Text excerpt:

--*--

Which makes it a pity that the Washington Times’ online presence is so glutted with ads that it’s more or less unusable. Even up against the Washington Post’s browser-slowing, memory hog of a site, the Times’ awfulness stands out.
Here’s what happens when you click a link to a Washington Times sports story on mobile* :
At first, it seems like everything is OK. The page seems to load. The trouble starts a second later, when the content is completely covered up by a full screen video ad for the Outdoor Channel.
Once that closes, a banner for Unjury medical-quality protein hovers over the bottom of the screen, while a Madden NFL Mobile ad cycles through a banner on the top. The Madden ad rolls up and disappears, although a bit hangs out and flickers cheerfully as you scroll.
So far, this is pretty standard online advertising, annoying but not atypical. With the interstitial ad cleared, you’re looking at the lead picture from the article, as normal. Then, before you even get to the headline, an embedded video player rambles about Chef Robert Irvine working out with the Golden Dragons.
Only after that do you get the headline, the byline, the dateline, and—finally!—two paragraphs of sweet, sweet sports news… immediately followed by “Web Offers,” an embedded suite of fake stories, randomly chosen from a pool.
Each of these ads is a picture that runs the width of the screen, accompanied by a come-on-you-know-you-want-to-read-it headline. Your scrolling must be precise, lest you accidentally click on:
…A stock photo of a woman looking depressed, with: “Breast tenderness affects millions of women each month. Is there anything they can do?” Scroll.
…A picture of four fingers, two a livid red, two frighteningly pale: “4 Blood Pressure Drugs That Should Be Banned.” Scroll.

--*--

Input data:
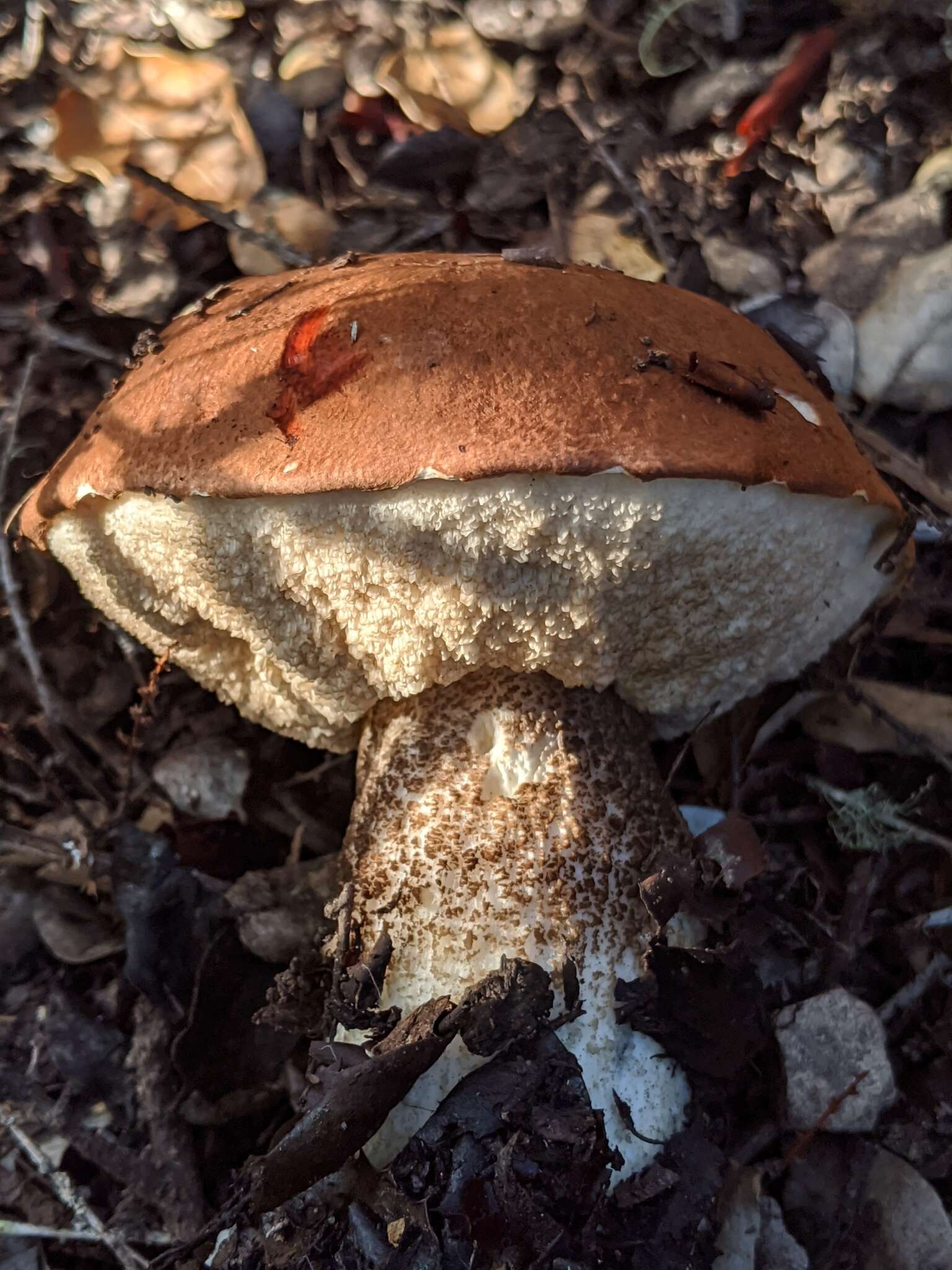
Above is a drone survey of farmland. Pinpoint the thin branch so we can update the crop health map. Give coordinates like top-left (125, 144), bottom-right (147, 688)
top-left (561, 100), bottom-right (674, 269)
top-left (0, 1103), bottom-right (149, 1270)
top-left (843, 680), bottom-right (952, 776)
top-left (0, 350), bottom-right (60, 721)
top-left (876, 952), bottom-right (952, 1024)
top-left (0, 1217), bottom-right (175, 1248)
top-left (125, 162), bottom-right (314, 269)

--*--

Exercise set:
[A] In the Washington Times excerpt, what is the full-screen video ad that first covers the content for?
[B] Substitute "strip" for "banner" throughout the stretch of the Washington Times excerpt from "Once that closes, a" through "from a pool.", and give that stretch.
[C] Proceed with the Washington Times excerpt, writing what comes after its final line.

Answers to the exercises:
[A] The Outdoor Channel.

[B]
Once that closes, a strip for Unjury medical-quality protein hovers over the bottom of the screen, while a Madden NFL Mobile ad cycles through a strip on the top. The Madden ad rolls up and disappears, although a bit hangs out and flickers cheerfully as you scroll.
So far, this is pretty standard online advertising, annoying but not atypical. With the interstitial ad cleared, you’re looking at the lead picture from the article, as normal. Then, before you even get to the headline, an embedded video player rambles about Chef Robert Irvine working out with the Golden Dragons.
Only after that do you get the headline, the byline, the dateline, and—finally!—two paragraphs of sweet, sweet sports news… immediately followed by “Web Offers,” an embedded suite of fake stories, randomly chosen from a pool.

[C]
…A TD Ameritrade ad that is actually relieving in its banality. Scroll.
…A young woman in Daisy Dukes and a tanktop hiding her face with handcuffed hands as a police officer guides her by the elbow: “New Rule in Maryland Leaves Drivers Shocked & Furious.”
Scroll, and finally you’re back to the article.
This “Web Offers” section can get pretty gnarly, showing pictures of diseased wounds and swollen feet, which is exactly what I’m looking for when I click on a story about new Caps center Mike Richards.
I’m not exaggerating when I say that I almost never make it through an article. I’m also not exaggerating when I say that I now rarely bother clicking at all, unless I’m on an actual computer—where the layout improves the signal-to-noise ratio of the page—with a good ad blocker running. (Yes, I’m aware of the questionable morality of ad blockers. I’ve worked through it.)
It is a genuinely terrible user experience; tweets about this are met with levels of agreement you generally only see for tweets complaining about Randy Wittman.
It’s not just readers that are noticing—it appears that the Times is aware as well. I reached out to Adam VerCammen, their director of Advertising and Sales, to ask him about the situation.
“We’re in the process of revamping the experience for all visitors to our website, and are always working to refine and improve a business model that ensures our loyal readers continue to get the free content they’ve come to enjoy,” he says.
Hopefully they mean it, because they’ve assembled a good sports staff, a nice mix of up-and-coming enthusiasm and veteran experience—not just some random ex-bloggers they scraped off the street—and it would be nice to be able to read their work without dodging eight pictures of oozing sores.
But until the revamp is done, though, D.C. is less a two newspaper town, and more a one-newspaper-and-one-overcaffeinated-ad-circular town.